**WHAT YOU ARE ASKED TO DO**
The lines from the top of the data down to the line with "pixel x then y" should be repeated exactly, both ends included.

----- EXTRACTED ENTRIES -----

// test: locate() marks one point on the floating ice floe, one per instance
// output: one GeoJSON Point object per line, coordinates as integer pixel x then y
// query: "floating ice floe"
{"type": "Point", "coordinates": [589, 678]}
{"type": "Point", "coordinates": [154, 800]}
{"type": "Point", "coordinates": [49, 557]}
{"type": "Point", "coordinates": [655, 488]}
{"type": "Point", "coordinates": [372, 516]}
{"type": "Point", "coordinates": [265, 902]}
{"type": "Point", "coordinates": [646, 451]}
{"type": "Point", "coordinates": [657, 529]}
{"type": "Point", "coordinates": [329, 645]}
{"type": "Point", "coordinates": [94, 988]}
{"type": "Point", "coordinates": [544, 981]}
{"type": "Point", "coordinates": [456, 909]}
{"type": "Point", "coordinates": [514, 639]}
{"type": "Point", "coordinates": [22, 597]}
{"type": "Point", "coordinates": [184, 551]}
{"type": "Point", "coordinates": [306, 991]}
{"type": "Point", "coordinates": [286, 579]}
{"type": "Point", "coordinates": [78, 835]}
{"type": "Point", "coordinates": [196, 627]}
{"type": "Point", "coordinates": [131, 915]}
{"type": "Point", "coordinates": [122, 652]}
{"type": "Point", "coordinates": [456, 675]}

-----

**RESULT OF THE EXERCISE**
// test: locate() marks one point on the floating ice floe, one per instance
// output: one GeoJSON Point object per line, coordinates as integer pixel x then y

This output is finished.